_Direction A_
Echo the passage on neural network architecture search word for word, starting at "It is noted that the above" and ending at "hardware and/or application.".
_Direction B_
Carry on the passage on neural network architecture search from the point where it stops.

_Excerpt to read_

++++++++++++++++++++

It is noted that the above mentioned architectures are exemplary and particularly advantageous. These architectures are found by the above-described approach that is friendly e.g. for an Al accelerator. They are constructed automatically, so they are optimal by design. However, the present disclosure is in no way limited to these architectures. The above described approaches for searching architectures may provide further different architectures, which may be well suited for a particular hardware and/or application.

Implementations in software and hardware

As shown above, enable efficiently searching for NPU-friendly architectures approaches to search for neural networks architectures that have high accuracy and low latency on NPU devices have been presented above, including an advantageous measure of hardware friendless for network architectures search space - Matrix Efficiency Measure (MEM); hardware-friendly architecture search space that may reduce cost of search of architectures and allow to obtain fast and accurate NN architectures; and an efficient scaling approach to transform lightweight models to slower but more accurate, keeping optimal tradeoff between accuracy and speed.

In some aspects, apparatuses are provided for implementing the searching for one or more neural network, NN, architectures. An exemplary apparatus comprises a processing circuitry configured to determine a search space comprising a plurality of architectures including one or more blocks, wherein a block is formed by one or more NN layers and the determining is based on a measure including: (A) an amount of matrix operations, and/or (B) one of i) an amount of layer input data and/or layer output data and ii) an amount of vector operations. The processing circuitry is further configured to search for the one or more NN architectures in the determined search space. It is noted that the functions performed by the processing circuitry may correspond to functional and/or physical modules. For example, the determination of search space may be performed by a search space determination module, while the search may be performed by a search module.

In some aspects, apparatuses are provided for implementing the searching for one or more neural network, NN, architectures. An exemplary apparatus comprises processing circuitry configured to: execute the architecture A on a desired target device, to measure latencies for respective blocks of the architecture A; determine a subset of candidate scaled architectures, including the blocks of the architecture A, according to the measured latencies, wherein the subset includes those candidate scaled architectures which have latency within a predetermined range; train the candidate scaled architectures of the subset; and select among the candidate trained scaled architectures of the subset one or more best trained scaled architectures based on an inference accuracy. It is noted that the functions performed by the processing circuitry may correspond to functional and/or physical modules. For example, the execution of the architecture A on a desired target device may be controlled (instructed) by an execution control module. A candidate determination module may determine the subset of candidate scaled architectures. Training module may be responsible for training the candidate scaled architectures. A selection module may perform the selection among the candidate trained scaled architectures.

++++++++++++++++++++

Some records:
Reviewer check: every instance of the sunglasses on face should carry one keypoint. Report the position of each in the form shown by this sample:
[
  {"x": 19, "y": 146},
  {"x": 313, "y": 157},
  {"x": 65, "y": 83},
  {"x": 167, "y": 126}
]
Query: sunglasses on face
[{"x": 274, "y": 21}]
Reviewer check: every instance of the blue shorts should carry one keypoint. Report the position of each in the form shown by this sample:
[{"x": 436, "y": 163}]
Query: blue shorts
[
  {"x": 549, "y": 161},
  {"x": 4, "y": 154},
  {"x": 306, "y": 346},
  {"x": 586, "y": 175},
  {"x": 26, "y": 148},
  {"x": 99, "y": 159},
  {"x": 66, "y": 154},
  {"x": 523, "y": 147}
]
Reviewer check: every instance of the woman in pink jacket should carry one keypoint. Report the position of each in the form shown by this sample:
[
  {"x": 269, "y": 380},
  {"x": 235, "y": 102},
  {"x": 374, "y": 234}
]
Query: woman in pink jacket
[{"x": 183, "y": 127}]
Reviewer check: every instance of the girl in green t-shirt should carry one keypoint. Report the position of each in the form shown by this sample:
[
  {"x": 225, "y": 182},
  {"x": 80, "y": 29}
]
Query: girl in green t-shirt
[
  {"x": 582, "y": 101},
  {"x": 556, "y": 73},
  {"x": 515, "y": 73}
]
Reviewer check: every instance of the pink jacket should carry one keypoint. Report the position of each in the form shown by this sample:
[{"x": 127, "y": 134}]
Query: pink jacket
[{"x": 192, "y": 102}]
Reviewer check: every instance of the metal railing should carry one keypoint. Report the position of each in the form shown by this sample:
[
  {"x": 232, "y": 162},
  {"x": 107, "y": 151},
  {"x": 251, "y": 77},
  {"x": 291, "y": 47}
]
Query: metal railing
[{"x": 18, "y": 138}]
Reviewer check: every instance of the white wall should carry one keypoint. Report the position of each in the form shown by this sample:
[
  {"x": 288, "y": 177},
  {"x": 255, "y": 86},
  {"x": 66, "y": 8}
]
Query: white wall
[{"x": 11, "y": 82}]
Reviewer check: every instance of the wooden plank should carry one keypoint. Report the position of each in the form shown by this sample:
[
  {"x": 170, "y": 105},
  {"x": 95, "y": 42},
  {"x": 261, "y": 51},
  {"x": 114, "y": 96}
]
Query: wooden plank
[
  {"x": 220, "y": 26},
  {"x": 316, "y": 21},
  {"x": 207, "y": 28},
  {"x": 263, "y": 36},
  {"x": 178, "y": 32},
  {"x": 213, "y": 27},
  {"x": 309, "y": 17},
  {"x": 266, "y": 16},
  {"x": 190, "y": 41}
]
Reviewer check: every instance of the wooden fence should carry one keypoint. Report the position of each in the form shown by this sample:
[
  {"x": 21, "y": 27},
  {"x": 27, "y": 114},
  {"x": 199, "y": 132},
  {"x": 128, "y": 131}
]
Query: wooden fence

++++++++++++++++++++

_Task output A_
It is noted that the above mentioned architectures are exemplary and particularly advantageous. These architectures are found by the above-described approach that is friendly e.g. for an Al accelerator. They are constructed automatically, so they are optimal by design. However, the present disclosure is in no way limited to these architectures. The above described approaches for searching architectures may provide further different architectures, which may be well suited for a particular hardware and/or application.

_Task output B_
FIG. 12 is a simplified block diagram of an apparatus 500 that may be used as either or both of the above mentioned apparatus for searching NN architectures and apparatus for re-scaling according to an exemplary embodiment.

The processor 502 in the apparatus 500 is an exemplary embodiment of the processing circuitry mentioned above and may be a central processing unit. Alternatively, the processor 502 may be any other type of device, or multiple devices, capable of manipulating or processing information now-existing or hereafter developed. Although the disclosed implementations may be practiced with a single processor as shown, for example, the processor 502, advantages in speed and efficiency can be achieved using more than one processor.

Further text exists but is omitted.